• **ИСХОДНОЕ ЗАДАНИЕ 1**
Перескажите кратко абзац фрагмента о семейной расстановке, начинающийся словами «Первым шагом к такому открытию», сохранив его основные факты.
• **ИСХОДНОЕ ЗАДАНИЕ 2**
Воспроизведите дословно отрывок фрагмента о семейной расстановке от слов «Потом это нечто, которое» по слова «позволить себя вести.» включительно.

• **ИСХОДНЫЙ ТЕКСТ**
Гунтхард Вебер - Практика семейной расстановки. Системные решения по Берту Хеллингеру
Первым шагом к такому открытию (и подобное случалось пережить многим из нас) стало наблюдение за работой Берта Хеллингера. Я сидел всего в нескольких метрах от его «поля деятельности», то есть расстановки, и каждый раз бывал совершенно поражен шагами к решению, которые он предпринимал. Казалось, они с легкостью приходили ему в голову, я же не додумался бы до них никогда.
С одной стороны, это говорит о большом опыте Берта и его особой харизме. Но потом, уже в собственной работе с расстановками, я испытывал абсолютно то же самое: в конце я часто бывал точно так же поражен хорошими, действенными решениями и путем к ним — я не знал точно, как это получалось. Так это мне удалось решение, это я — его автор? Да, наверное, и я тоже, но, по существу, мной и группой воспользовалось нечто, чему мне следовало отдать должное.
Потом это нечто, которое я назову пока знающим полем, особым и недвусмысленным образом меня с собой познакомило. Довольно долгое время в начале каждой расстановки мне казалось, что на этот раз решения мне, наверное, не найти, что, может быть, все пойдет не так, как надо. Это было пронзительное, поначалу очень неприятное чувство бессилия, которое невозможно было объяснить просто моей неопытностью или какими-то фактами моей биографии.
Нет, это нечто иное: знающее поле лишает силы все представления 0 том, что «это я создаю или нахожу решение; я знаю, я до зубов вооружен порядками любви и фразами силы». С такой позицией, пусть она Даже очень деликатна, нас изгоняют из этого поля и полностью обезоруживают — до тех пор, пока мы не сможем позволить себя вести.
Как уже было сказано, этот «исправительный» процесс иногда очень неприятен. Помню, однажды во время путешествия в горы мы поднимались к приюту для альпинистов, и нашу маленькую группу обогнал, по всей видимости, альпинист-экстремал. Все свое снаряжение он очень эффектно нес на виду — на себе и подвешенным крюкзаку. Мимо нас оц прошел, во всеуслышание гремя всеми своими крюками и карабинами. Наш старый проводник, усмехнувшись, посмотрел ему вслед и произнес: «Хороший хозяин приюта впускает таких «мастеров» только после того, как они во всем обмундировании три раза обегут вокруг хижины, потому что мастера здесь не мы — горы».
Чему-то подобному учит и силовое поле семейной расстановки: оно впускает нас, только если мы сумели настолько отказаться от желания самоутверждаться, что можем теперь служить знающему полю и стать посредниками хорошего решения.

• **Сохранённые данные**
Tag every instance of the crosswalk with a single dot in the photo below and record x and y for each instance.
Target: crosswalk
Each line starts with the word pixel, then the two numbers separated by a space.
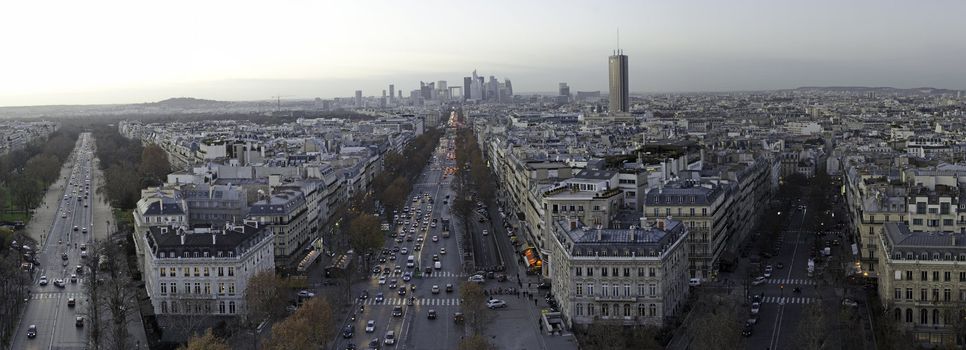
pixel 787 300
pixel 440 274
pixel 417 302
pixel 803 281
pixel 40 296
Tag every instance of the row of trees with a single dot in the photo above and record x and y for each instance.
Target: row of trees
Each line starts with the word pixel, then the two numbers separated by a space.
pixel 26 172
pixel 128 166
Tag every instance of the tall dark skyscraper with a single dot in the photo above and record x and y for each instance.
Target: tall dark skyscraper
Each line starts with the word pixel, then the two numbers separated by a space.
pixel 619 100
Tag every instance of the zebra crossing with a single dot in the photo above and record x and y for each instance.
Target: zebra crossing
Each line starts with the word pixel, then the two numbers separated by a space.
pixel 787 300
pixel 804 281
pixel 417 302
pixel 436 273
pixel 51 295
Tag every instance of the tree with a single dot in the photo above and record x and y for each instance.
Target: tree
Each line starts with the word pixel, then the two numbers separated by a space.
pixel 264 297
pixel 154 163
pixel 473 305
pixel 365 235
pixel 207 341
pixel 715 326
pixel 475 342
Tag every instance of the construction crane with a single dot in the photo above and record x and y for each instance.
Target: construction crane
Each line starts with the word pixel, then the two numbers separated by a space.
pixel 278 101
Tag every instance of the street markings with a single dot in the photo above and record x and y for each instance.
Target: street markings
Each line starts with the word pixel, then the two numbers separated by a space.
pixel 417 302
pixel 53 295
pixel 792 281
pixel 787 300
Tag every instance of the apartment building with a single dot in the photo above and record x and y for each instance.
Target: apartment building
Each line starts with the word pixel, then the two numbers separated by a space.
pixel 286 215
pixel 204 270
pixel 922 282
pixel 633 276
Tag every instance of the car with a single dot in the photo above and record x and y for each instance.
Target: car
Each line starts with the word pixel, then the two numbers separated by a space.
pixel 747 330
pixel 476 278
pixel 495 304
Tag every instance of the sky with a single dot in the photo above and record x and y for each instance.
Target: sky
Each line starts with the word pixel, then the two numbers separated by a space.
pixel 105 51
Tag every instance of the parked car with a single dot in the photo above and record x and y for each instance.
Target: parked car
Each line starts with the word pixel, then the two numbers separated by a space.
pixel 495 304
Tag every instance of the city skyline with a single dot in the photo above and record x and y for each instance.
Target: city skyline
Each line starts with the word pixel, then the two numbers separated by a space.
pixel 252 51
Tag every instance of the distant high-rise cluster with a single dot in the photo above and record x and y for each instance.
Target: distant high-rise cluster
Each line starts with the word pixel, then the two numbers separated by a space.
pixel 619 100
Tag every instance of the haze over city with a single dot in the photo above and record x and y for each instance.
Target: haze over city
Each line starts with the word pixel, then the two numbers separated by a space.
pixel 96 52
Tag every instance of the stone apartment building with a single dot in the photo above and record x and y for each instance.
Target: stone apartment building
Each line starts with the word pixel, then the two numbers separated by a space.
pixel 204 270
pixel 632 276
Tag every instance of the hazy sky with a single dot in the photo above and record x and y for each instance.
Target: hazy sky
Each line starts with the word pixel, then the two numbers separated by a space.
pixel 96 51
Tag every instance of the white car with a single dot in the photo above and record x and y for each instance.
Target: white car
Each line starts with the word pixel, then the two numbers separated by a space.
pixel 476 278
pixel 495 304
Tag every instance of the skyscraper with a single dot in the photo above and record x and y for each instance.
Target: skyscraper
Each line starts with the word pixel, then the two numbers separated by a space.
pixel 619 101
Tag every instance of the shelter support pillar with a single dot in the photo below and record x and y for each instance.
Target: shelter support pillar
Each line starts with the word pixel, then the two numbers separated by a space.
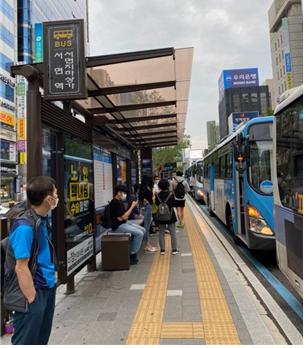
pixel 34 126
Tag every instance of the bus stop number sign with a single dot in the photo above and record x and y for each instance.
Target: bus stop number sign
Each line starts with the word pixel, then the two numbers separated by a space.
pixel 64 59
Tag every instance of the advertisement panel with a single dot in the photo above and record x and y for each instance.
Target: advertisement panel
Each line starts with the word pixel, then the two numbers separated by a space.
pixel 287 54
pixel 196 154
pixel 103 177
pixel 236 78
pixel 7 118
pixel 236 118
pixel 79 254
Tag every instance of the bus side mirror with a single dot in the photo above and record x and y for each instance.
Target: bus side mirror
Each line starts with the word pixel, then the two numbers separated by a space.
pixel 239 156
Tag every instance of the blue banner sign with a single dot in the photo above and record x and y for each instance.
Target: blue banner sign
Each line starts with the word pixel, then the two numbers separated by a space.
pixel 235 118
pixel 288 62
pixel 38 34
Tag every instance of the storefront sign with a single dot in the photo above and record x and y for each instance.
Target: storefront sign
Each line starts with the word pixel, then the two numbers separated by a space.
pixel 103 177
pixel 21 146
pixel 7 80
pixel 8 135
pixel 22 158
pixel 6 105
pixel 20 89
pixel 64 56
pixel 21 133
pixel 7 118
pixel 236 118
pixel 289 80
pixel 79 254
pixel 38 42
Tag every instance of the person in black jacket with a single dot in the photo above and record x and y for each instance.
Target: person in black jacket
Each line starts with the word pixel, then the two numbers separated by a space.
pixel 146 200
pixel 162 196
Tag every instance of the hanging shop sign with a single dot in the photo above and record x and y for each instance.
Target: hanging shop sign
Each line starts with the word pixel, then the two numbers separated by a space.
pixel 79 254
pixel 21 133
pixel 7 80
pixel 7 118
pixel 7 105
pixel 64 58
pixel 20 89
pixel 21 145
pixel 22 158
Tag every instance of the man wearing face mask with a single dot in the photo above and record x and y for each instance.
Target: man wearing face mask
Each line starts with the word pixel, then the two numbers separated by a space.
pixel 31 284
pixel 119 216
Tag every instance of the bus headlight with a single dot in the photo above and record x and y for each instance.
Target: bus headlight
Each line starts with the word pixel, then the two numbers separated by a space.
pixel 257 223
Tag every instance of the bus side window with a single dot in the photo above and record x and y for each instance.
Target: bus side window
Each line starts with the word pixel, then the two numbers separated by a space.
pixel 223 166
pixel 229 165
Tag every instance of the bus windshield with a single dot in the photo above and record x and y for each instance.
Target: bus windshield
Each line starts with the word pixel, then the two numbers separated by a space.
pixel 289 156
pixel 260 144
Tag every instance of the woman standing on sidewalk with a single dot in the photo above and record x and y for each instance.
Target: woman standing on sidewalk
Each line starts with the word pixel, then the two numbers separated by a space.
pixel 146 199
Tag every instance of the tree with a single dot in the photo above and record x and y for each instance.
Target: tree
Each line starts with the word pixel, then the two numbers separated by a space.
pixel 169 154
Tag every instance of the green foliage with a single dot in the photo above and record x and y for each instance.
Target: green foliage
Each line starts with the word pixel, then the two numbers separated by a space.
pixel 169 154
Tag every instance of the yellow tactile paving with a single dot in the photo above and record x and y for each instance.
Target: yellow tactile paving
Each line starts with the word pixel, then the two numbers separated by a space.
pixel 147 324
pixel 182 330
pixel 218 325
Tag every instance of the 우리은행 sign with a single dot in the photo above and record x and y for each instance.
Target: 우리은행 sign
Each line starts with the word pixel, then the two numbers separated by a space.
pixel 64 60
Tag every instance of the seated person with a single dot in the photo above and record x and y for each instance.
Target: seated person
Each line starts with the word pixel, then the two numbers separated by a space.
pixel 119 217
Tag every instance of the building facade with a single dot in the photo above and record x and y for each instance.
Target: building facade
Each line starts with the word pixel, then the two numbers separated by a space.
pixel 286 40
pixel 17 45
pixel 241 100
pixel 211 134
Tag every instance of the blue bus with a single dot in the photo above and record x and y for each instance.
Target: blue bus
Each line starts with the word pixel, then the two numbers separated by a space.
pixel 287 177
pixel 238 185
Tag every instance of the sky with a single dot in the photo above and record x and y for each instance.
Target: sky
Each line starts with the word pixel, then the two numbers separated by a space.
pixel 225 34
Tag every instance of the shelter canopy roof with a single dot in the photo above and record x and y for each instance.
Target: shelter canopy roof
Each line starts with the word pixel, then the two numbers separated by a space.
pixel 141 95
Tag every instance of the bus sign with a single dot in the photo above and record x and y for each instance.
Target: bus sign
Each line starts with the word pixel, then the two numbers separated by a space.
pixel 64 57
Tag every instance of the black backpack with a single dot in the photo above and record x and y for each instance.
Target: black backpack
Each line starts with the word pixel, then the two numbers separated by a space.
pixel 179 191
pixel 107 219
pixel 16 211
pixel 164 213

• **ПОЛНЫЙ ОТВЕТ 1**
Рассказчик, как и многие, сделал первый шаг к открытию, наблюдая за работой Берта Хеллингера. Он сидел в нескольких метрах от расстановки и каждый раз поражался шагам Хеллингера к решению. Эти шаги, казалось, легко приходили Хеллингеру в голову, а сам рассказчик до них никогда бы не додумался.

• **ПОЛНЫЙ ОТВЕТ 2**
Потом это нечто, которое я назову пока знающим полем, особым и недвусмысленным образом меня с собой познакомило. Довольно долгое время в начале каждой расстановки мне казалось, что на этот раз решения мне, наверное, не найти, что, может быть, все пойдет не так, как надо. Это было пронзительное, поначалу очень неприятное чувство бессилия, которое невозможно было объяснить просто моей неопытностью или какими-то фактами моей биографии.
Нет, это нечто иное: знающее поле лишает силы все представления 0 том, что «это я создаю или нахожу решение; я знаю, я до зубов вооружен порядками любви и фразами силы». С такой позицией, пусть она Даже очень деликатна, нас изгоняют из этого поля и полностью обезоруживают — до тех пор, пока мы не сможем позволить себя вести.